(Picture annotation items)
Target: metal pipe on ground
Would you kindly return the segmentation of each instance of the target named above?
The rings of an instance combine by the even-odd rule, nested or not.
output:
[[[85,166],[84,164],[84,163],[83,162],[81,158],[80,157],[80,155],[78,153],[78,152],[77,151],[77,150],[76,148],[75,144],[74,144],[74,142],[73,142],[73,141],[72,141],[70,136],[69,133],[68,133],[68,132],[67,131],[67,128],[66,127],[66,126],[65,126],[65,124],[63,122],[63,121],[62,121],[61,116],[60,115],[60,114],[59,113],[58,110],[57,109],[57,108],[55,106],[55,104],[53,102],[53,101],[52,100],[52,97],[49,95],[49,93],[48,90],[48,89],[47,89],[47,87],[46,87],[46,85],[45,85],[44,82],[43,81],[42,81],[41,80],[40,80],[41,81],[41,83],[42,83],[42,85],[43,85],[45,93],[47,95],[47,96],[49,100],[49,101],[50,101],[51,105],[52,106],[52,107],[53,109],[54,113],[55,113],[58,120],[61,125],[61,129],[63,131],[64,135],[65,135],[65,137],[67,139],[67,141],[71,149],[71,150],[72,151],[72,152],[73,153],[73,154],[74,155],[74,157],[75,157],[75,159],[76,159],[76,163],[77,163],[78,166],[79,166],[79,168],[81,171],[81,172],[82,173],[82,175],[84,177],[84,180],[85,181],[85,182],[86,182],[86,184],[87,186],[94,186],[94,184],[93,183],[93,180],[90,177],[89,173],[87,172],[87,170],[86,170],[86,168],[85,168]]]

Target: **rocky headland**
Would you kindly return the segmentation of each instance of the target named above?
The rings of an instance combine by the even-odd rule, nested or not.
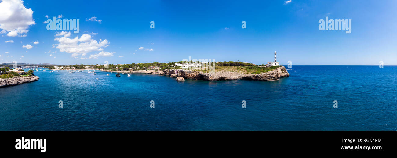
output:
[[[23,83],[33,82],[39,80],[37,76],[14,77],[8,79],[0,78],[0,87],[17,85]]]

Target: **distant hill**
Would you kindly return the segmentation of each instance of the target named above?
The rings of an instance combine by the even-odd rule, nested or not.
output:
[[[12,65],[13,64],[12,63],[3,63],[0,64],[0,65]],[[25,63],[17,63],[17,65],[57,65],[56,64],[53,64],[50,63],[43,63],[43,64],[25,64]]]

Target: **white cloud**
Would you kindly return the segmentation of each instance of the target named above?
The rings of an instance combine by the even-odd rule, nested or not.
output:
[[[10,37],[15,37],[18,35],[18,31],[14,30],[10,31],[7,34],[7,35]]]
[[[35,24],[33,11],[23,6],[21,0],[5,0],[0,2],[0,29],[2,33],[8,31],[7,35],[26,36],[29,25]],[[22,35],[21,34],[24,34]]]
[[[59,44],[54,45],[59,49],[61,52],[66,52],[72,54],[82,54],[93,51],[103,50],[102,48],[109,46],[109,42],[105,39],[99,42],[94,39],[91,39],[91,35],[83,34],[81,37],[76,36],[71,39],[67,37],[56,37],[54,40],[58,41]],[[72,55],[72,56],[73,56]],[[73,57],[73,56],[72,56]]]
[[[60,33],[57,33],[55,35],[55,36],[64,36],[65,37],[69,37],[70,36],[70,31],[62,31]]]
[[[94,16],[93,16],[92,17],[91,17],[91,18],[89,18],[89,19],[87,19],[87,18],[85,18],[85,21],[96,21],[96,22],[98,22],[98,23],[102,23],[102,20],[99,20],[99,19],[98,20],[97,20],[96,19],[96,17],[95,17]]]
[[[88,34],[83,34],[79,39],[79,41],[81,42],[88,42],[91,40],[91,35]]]
[[[26,46],[24,45],[22,46],[22,48],[26,48],[26,49],[29,49],[30,48],[33,48],[33,47],[32,46],[30,45],[30,44],[26,44]]]
[[[96,59],[96,58],[97,58],[98,57],[101,57],[101,56],[102,56],[102,57],[112,56],[113,56],[113,54],[115,54],[115,53],[116,53],[115,52],[114,52],[113,53],[110,53],[110,52],[104,52],[104,51],[102,51],[102,52],[101,52],[99,53],[96,54],[94,54],[94,55],[91,55],[90,56],[90,57],[89,58],[90,58],[90,59],[91,59],[91,58]]]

### Your instructions
Reproduce every item above verbatim, leaving out the pictures.

### Task result
Target: metal pipe on ground
Would you kindly return the segmentation of each instance of the target named above?
The rings of an instance combine by the even-odd rule, nested or not.
output:
[[[85,166],[84,164],[84,163],[83,162],[81,158],[80,157],[80,155],[78,153],[78,152],[77,151],[77,150],[76,148],[75,144],[74,144],[74,142],[73,142],[73,141],[72,141],[70,136],[69,133],[68,133],[68,132],[67,131],[67,128],[66,127],[66,126],[65,126],[65,124],[63,122],[63,121],[62,121],[61,116],[60,115],[60,114],[59,113],[58,110],[57,109],[57,108],[55,106],[55,104],[53,102],[53,101],[52,100],[52,97],[49,95],[49,93],[48,90],[48,89],[47,89],[47,87],[46,87],[46,85],[45,85],[44,82],[43,81],[42,81],[41,80],[40,80],[41,81],[41,83],[42,83],[42,85],[43,85],[45,93],[47,95],[47,96],[49,100],[49,101],[50,101],[51,105],[52,106],[52,107],[53,109],[54,113],[55,113],[58,120],[61,125],[61,129],[63,131],[64,135],[65,135],[65,137],[67,139],[67,141],[71,149],[71,150],[72,151],[72,152],[73,153],[73,154],[74,155],[74,157],[75,157],[75,159],[76,159],[76,163],[77,163],[78,166],[79,166],[79,168],[81,171],[81,172],[82,173],[82,175],[84,177],[84,180],[85,181],[85,182],[86,182],[86,184],[87,186],[94,186],[94,184],[93,183],[93,180],[90,177],[89,173],[87,172],[87,170],[86,170],[86,168],[85,168]]]

Target: **rocky headland**
Would you kindly return the segmentation of each instance of the target named above?
The rings of an instance combine by the even-odd rule, nested or not.
output:
[[[23,83],[33,82],[39,80],[37,76],[14,77],[8,79],[0,78],[0,87],[17,85]]]

Target: **distant hill**
Would you kindly return the segmentation of each instance of the target named above?
The rings of an instance combine by the even-odd rule, nested or not.
output:
[[[12,65],[13,64],[12,63],[3,63],[0,64],[0,65]],[[25,63],[17,63],[17,65],[57,65],[56,64],[53,64],[50,63],[43,63],[43,64],[25,64]]]

Target: **white cloud**
Would you kindly return the segmentation of each instance of the target named above?
The rings of an instance combine by the even-odd rule, nested or not.
output:
[[[10,37],[15,37],[18,35],[18,31],[14,30],[10,31],[7,34],[7,35]]]
[[[35,24],[33,11],[23,6],[21,0],[5,0],[0,2],[0,29],[2,33],[8,31],[7,35],[26,36],[29,25]],[[22,35],[21,34],[24,34]]]
[[[59,44],[54,45],[59,49],[61,52],[66,52],[72,54],[82,54],[93,51],[103,50],[102,48],[109,46],[109,42],[105,39],[99,42],[94,39],[91,39],[91,35],[83,34],[81,37],[76,36],[71,39],[67,37],[56,37],[54,40],[58,41]],[[72,55],[72,56],[73,56]],[[73,57],[73,56],[72,56]]]
[[[60,33],[57,33],[55,35],[55,36],[64,36],[65,37],[69,37],[70,36],[70,31],[62,31]]]
[[[94,16],[93,16],[92,17],[91,17],[91,18],[89,18],[89,19],[87,19],[87,18],[85,18],[85,21],[96,21],[96,22],[98,22],[98,23],[102,23],[102,20],[99,20],[99,19],[98,20],[97,20],[96,19],[96,17],[95,17]]]
[[[88,34],[83,34],[79,39],[79,41],[81,42],[88,42],[91,40],[91,35]]]
[[[26,46],[24,45],[22,46],[22,48],[26,48],[26,49],[29,49],[30,48],[33,48],[33,47],[32,46],[30,45],[30,44],[26,44]]]
[[[96,59],[96,58],[97,58],[98,57],[101,57],[101,56],[102,56],[102,57],[112,56],[113,56],[113,54],[115,54],[115,53],[116,53],[115,52],[114,52],[113,53],[110,53],[110,52],[104,52],[104,51],[102,51],[102,52],[101,52],[99,53],[96,54],[94,54],[94,55],[91,55],[90,56],[90,57],[89,58],[90,58],[90,59],[91,59],[91,58]]]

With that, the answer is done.